● Text:

What drives progress in medicine? Identifying and meeting unmet needs
Farhad Hafezi | | Opinion
Sometimes, the sheer scale of an unmet need can surprise you. For many years, keratoconus was thought of as a rare disease: in 1986, a paper reported that 1 in 2000 people in Olmstead County, Minnesota, had keratoconus. And that figure stuck for at least 30 years. But modern diagnostics revealed a different story. Keratoconus rates are higher – and vary by continent and climate. And that’s why efforts like the K-MAP global keratoconus prevalence study are so important; accurate data reveals the true unmet need.
Can we improve how we treat keratoconus? It’s worth recognizing the work of Brillouin biomechanics researchers, such as J. Bradley Randleman and Giuliano Scarcelli, who are leading the way with accurate in vivo clinical assessments of corneal biomechanics. Their work dovetails perfectly with the efforts of others, such as Cosimo Mazzotta, who are trying to develop new “epi-on” CXL approaches that we hope someday will be as effective at stiffening the cornea as the current gold-standard: “epi-off” CXL. Education is vital too; I’d like to show appreciation for the dedication and leadership in training surgeons to perform best-practice CXL: José Álvaro Gomez, Nikica Gabrić, Adrian Lukenda, Qinmei Wang, Shihao Chen, Khaled Ayesh, Bojan Pajic, Gerd Geerling, Reza Dana, Oliver Findl, Heinrich Gerding, Mohammed Shafik Shaheen, Mouhcine El Bakkali, Anssi Poussu, Kamoun Heykel, Mahfoudi El Hadi, and Rohit Shetty.

● Source data:
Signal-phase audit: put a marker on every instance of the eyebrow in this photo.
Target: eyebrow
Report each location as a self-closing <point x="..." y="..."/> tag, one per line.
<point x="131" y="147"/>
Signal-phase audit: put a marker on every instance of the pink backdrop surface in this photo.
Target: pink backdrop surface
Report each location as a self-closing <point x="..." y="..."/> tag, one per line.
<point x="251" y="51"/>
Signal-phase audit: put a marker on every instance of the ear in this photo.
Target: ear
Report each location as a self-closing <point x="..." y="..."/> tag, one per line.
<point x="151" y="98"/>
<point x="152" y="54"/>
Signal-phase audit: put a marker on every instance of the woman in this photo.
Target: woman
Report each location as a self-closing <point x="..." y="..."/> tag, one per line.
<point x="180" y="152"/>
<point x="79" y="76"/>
==
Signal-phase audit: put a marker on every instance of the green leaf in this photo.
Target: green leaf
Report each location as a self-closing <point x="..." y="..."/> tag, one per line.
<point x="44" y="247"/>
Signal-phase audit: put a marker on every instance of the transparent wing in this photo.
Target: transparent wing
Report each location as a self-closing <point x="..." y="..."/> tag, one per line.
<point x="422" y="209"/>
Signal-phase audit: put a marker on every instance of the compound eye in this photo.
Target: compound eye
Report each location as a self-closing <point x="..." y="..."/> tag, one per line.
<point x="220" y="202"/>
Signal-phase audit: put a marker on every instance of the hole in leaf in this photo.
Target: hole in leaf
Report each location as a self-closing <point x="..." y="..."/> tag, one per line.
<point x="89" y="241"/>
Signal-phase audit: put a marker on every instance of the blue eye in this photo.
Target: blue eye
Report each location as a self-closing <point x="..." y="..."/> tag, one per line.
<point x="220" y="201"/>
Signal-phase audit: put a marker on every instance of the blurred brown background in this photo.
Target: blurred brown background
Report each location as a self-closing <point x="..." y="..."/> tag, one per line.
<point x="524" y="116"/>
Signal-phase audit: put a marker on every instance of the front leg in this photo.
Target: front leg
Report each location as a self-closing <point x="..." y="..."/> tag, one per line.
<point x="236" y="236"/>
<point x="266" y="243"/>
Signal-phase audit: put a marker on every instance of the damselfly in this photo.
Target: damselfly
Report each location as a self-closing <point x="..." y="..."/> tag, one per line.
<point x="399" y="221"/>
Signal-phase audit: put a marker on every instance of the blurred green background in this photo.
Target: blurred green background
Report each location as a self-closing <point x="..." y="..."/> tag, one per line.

● Activity A:
Answer these from the keratoconus opinion piece:
(i) What share of people in Olmstead County, Minnesota, had keratoconus, according to the 1986 paper?
(ii) Which approach does the piece call the current gold standard for stiffening the cornea?
(iii) Who is named as working on new "epi-on" CXL approaches?
● Activity B: Continue the keratoconus opinion piece, starting after the sentence that ends with "and Rohit Shetty."

● Exercise result A:
(i) 1 in 2000
(ii) "Epi-off" CXL
(iii) Cosimo Mazzotta

● Exercise result B:
But this all for nothing, if people aren’t screened, identified, and able to access treatment. The biggest barrier? CXL is performed in an operating room. Certainly, operating rooms have the advantage of being sterile, but they are also costly and typically found only in primary care centers. What happens if you live in a rural area of a developing country and suffer progressive keratoconus but either cannot reach the hospital or cannot afford treatment?
We know that CXL renders the cornea sterile – so why perform the procedure in the OR? Why not treat at the humble slit lamp – found in every ophthalmologist’s office? Now that a slit lamp cross-linking device is available, CXL can be performed almost anywhere, reducing the cost of treatment for patients. I view this as democratization of CXL.
CXL might yet be surpassed. A better basic understanding of the cornea – from the level of the gene upwards – could reveal new therapeutic avenues and better fulfil our patients’ unmet needs. But, in the meantime, knowing we’re able to do more – for less – means a lot.